» Task statement
Reproduce every line of the material below word for word.

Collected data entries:
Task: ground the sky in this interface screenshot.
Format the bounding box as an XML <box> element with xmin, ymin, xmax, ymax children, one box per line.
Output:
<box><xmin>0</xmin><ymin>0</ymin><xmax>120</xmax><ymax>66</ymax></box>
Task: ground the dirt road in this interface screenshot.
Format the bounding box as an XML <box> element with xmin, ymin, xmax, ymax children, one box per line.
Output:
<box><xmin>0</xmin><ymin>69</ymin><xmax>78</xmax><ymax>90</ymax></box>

» Task solution
Task: ground the sky in this interface screenshot.
Format the bounding box as an XML <box> element with xmin, ymin, xmax, ymax children, one box per line.
Output:
<box><xmin>0</xmin><ymin>0</ymin><xmax>120</xmax><ymax>66</ymax></box>
Task: ground the dirt road in this interface screenshot.
Format the bounding box as an XML <box> element with xmin, ymin, xmax, ymax children, one box per line.
Output:
<box><xmin>0</xmin><ymin>69</ymin><xmax>78</xmax><ymax>90</ymax></box>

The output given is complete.